* WHAT TO DO: In the excerpted text, what was the writer's favorite bar, which was across the street from the Barnes & Noble in Georgetown?

Emails I sent to Barnes & Noble went unanswered, as did attempts to contact them through social media. I don’t want the store to deal with harassment or rudeness, I just have a simple request: you’re a local store. I’m a local writer with a great story. Let’s sell some books.
Like so many bookstores, Barnes & Noble has a liberal bias. They would rather lose sales and turn away locals author than violate the ideology of the DNC.
It’s s shame, Georgetown is where me and my friends hung out in the 1980s as high schoolers and then when coming home from college. Garrett’s, our favorite bar, was across the street from the Barnes & Noble. In one key scene in my book, I am literally driving down M Street past the spot of where the new Barnes & Noble talking to my lawyer on the phone. The British Spectator once referred to me as “the city incarnate.”
Yet Barnes & Noble won’t touch me - and for that matter neither will the New York Times or Washington Post. In a review of a leftist book about Kavanaugh Times reviewer Alexandra Jacobs wrote that she “longs for more about Mark Judge.” That’s easy - read the book I wrote. In his recent book The Washington Book: How to Read Politics and Politicians, Post veteran Carlos Lozada reads all the books and other documents about Washington. These are political memoirs, government documents, Supreme Court decisions: “I read histories and manifestos,” Lozada writes. “I peruse centuries-old essays and decades-old commission reports. I scour Supreme Court decisions and the text of the latest congressional investigations. I read many books about American politics l, and, I must confess, I also read books by politicians and government officials.” Lozada reads campaign biographies, “revisionist memoirs,” the “tell-all books by mid-level administration staffers,” and books by “presidents, vice presidents, senators, chiefs of staff and FBI directors.”
If it has anything to do with D.C., Lozada reads it. Except The Devil’s Triangle, a book about one of the most dramatic political events in the history of D.C., written by a native.
I still have a UPS box near Georgetown University from when I taught there. I tried to encourage my students to read widely and take on facts and ideas they may not agree with. Sadly Barnes & Noble won’t do the same.

* SUPPLIED MATERIAL:
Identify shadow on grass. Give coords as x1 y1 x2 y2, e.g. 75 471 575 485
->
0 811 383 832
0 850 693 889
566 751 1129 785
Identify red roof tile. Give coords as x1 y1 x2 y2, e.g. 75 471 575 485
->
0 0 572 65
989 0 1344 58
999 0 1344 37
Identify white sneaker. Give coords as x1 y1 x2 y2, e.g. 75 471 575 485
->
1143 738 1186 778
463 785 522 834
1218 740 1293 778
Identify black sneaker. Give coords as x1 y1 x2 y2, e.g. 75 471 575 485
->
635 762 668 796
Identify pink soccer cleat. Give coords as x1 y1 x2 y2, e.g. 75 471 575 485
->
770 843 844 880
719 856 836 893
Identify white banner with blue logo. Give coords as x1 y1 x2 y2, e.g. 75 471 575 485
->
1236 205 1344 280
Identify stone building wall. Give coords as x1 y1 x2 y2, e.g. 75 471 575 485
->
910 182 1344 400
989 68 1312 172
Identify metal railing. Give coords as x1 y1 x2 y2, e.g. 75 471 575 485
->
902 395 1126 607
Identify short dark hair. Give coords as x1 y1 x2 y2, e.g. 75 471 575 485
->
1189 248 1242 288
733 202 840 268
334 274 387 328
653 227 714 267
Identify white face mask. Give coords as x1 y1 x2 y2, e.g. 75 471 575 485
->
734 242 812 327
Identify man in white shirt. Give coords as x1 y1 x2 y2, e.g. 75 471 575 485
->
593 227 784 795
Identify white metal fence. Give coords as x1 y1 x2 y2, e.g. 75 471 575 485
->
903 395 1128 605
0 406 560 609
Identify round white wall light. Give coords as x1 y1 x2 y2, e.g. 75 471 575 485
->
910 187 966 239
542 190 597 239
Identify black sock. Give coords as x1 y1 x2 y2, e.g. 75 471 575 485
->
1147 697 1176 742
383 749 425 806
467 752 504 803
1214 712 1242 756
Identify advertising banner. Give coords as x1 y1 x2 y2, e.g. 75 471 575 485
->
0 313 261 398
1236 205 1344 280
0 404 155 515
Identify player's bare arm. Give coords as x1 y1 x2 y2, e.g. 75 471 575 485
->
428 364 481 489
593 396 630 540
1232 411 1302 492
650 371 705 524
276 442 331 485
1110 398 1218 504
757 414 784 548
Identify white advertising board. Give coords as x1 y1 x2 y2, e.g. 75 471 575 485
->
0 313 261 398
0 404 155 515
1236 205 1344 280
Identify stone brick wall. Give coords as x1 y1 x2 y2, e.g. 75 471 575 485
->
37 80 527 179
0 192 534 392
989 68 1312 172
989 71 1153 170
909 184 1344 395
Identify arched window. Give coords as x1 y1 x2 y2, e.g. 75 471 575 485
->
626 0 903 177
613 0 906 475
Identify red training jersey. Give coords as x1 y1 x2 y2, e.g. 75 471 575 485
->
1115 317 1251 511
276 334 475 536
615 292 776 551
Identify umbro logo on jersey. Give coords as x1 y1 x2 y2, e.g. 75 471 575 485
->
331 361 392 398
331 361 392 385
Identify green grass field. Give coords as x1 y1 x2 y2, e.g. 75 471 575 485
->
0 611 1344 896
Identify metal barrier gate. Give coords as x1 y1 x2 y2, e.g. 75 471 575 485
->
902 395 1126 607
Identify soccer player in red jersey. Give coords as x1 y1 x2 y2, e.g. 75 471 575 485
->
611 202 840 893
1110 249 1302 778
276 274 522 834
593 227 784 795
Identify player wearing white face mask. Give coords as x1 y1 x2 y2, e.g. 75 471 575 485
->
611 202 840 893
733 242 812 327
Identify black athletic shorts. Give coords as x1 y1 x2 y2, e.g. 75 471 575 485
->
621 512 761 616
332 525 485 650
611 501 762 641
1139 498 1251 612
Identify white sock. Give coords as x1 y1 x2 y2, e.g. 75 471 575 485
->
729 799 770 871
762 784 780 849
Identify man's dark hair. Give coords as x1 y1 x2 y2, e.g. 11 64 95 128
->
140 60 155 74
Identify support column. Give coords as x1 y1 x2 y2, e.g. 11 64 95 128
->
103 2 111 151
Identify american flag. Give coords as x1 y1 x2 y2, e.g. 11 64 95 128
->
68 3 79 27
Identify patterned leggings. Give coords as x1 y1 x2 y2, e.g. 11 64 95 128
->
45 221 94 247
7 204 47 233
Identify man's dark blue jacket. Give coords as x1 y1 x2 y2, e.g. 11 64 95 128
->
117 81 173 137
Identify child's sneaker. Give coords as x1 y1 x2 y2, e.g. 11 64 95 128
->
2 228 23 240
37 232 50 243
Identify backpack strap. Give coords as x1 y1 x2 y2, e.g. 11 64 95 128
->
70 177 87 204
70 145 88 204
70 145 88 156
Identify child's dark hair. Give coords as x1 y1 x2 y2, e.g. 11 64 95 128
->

* COMPLETED TASK: Garrett's